■ **Aim of the task**
Reproduce the items verbatim from the line containing "Task: point out the bright" through the line containing "[[457, 255], [473, 317], [42, 272], [191, 138], [28, 172]]", including both of those lines, and output nothing else.
'''
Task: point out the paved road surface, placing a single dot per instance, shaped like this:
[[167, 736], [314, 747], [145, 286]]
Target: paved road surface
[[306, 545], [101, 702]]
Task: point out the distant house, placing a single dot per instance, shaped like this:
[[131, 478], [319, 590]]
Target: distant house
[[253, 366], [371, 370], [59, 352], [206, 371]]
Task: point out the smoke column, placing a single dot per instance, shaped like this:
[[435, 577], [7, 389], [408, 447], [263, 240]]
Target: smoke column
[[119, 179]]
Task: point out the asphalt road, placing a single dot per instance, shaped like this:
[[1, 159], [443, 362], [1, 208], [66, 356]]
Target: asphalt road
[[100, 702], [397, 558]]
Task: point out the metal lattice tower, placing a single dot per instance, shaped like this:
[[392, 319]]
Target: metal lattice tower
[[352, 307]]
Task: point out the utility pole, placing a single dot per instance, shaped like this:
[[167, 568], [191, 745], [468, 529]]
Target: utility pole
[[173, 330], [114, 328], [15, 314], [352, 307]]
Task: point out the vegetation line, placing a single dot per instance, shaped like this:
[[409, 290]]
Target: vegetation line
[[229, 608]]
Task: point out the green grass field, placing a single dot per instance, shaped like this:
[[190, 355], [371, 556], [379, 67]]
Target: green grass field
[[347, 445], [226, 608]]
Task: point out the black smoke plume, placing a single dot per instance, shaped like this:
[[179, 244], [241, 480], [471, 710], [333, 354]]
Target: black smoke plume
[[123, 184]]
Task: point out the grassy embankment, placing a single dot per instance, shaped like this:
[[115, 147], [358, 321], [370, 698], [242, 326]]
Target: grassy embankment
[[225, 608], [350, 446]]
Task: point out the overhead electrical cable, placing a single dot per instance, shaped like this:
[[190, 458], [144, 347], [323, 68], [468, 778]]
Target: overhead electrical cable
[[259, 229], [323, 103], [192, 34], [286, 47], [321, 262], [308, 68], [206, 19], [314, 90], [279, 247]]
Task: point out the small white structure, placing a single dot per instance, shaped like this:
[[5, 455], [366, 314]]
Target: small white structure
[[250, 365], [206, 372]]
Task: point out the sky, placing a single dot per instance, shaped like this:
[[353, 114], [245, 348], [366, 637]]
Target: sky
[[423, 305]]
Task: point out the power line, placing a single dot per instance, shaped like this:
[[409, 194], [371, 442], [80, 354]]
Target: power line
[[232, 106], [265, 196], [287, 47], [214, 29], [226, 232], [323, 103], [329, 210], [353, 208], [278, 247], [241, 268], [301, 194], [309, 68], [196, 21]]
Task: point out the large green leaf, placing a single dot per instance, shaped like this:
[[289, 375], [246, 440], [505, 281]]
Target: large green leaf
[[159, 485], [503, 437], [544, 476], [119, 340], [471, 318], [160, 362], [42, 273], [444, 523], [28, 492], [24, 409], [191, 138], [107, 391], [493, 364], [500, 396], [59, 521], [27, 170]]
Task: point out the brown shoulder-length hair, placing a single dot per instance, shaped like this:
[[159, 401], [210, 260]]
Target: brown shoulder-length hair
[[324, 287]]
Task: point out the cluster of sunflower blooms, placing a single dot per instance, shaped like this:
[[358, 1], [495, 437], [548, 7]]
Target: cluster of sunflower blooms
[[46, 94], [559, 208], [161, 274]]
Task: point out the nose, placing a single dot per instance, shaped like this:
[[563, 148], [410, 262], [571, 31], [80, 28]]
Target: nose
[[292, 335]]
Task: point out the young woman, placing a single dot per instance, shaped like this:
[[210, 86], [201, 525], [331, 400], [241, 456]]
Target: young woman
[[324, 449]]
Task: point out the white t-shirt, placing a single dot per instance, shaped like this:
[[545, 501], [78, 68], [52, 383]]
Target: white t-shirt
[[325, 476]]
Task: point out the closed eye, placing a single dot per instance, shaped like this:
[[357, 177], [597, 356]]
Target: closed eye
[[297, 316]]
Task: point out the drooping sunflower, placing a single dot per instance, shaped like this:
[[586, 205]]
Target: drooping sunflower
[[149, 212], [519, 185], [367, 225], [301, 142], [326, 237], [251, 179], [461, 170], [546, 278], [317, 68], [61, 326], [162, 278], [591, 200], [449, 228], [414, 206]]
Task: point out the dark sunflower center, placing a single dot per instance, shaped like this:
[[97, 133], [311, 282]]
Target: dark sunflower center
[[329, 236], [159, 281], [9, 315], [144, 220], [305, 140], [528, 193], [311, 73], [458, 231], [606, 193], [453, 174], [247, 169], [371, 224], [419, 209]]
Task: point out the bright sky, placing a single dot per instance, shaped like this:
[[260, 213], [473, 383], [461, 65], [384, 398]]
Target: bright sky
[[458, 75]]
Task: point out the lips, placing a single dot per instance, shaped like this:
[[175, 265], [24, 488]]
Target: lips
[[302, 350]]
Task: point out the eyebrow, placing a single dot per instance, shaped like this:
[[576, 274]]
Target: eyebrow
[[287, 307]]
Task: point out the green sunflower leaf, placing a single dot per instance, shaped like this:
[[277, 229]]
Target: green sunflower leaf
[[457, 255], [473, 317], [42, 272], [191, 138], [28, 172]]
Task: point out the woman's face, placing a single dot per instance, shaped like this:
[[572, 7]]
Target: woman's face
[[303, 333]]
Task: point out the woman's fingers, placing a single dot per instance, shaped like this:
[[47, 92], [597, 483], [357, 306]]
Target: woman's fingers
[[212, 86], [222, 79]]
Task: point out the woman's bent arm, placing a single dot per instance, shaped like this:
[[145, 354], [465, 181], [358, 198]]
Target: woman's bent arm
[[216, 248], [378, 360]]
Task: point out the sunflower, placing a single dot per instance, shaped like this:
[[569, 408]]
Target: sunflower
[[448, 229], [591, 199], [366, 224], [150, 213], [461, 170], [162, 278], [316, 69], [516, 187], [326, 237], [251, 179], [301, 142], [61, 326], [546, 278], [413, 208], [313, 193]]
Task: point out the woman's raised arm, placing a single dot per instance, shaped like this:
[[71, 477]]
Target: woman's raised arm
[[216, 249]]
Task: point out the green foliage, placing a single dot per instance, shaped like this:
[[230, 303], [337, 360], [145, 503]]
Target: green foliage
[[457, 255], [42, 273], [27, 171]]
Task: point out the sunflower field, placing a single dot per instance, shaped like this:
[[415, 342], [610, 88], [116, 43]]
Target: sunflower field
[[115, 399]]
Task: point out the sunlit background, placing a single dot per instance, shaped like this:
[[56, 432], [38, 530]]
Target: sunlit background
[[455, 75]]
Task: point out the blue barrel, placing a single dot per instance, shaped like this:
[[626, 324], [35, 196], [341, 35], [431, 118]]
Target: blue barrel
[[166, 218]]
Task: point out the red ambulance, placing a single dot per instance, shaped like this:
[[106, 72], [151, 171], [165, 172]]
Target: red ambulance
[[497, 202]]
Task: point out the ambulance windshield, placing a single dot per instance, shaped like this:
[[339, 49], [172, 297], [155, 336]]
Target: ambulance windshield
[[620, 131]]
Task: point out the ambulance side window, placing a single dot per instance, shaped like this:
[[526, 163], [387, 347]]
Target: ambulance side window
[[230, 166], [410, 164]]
'''
■ **Written solution**
Task: point out the bright sky, placing a single dot per instance, shaped like this:
[[260, 213], [473, 383], [461, 65], [384, 398]]
Target: bright sky
[[458, 75]]
Task: point out the lips, placing a single dot per instance, shaped like this:
[[175, 265], [24, 488]]
Target: lips
[[302, 350]]
Task: point out the eyebrow, placing a single dot per instance, shaped like this:
[[576, 274]]
Target: eyebrow
[[287, 307]]
Task: point out the green sunflower leaf, placing a single dot per instance, shaped like this:
[[277, 229]]
Target: green sunflower leaf
[[457, 255], [473, 317], [42, 272], [191, 138], [28, 172]]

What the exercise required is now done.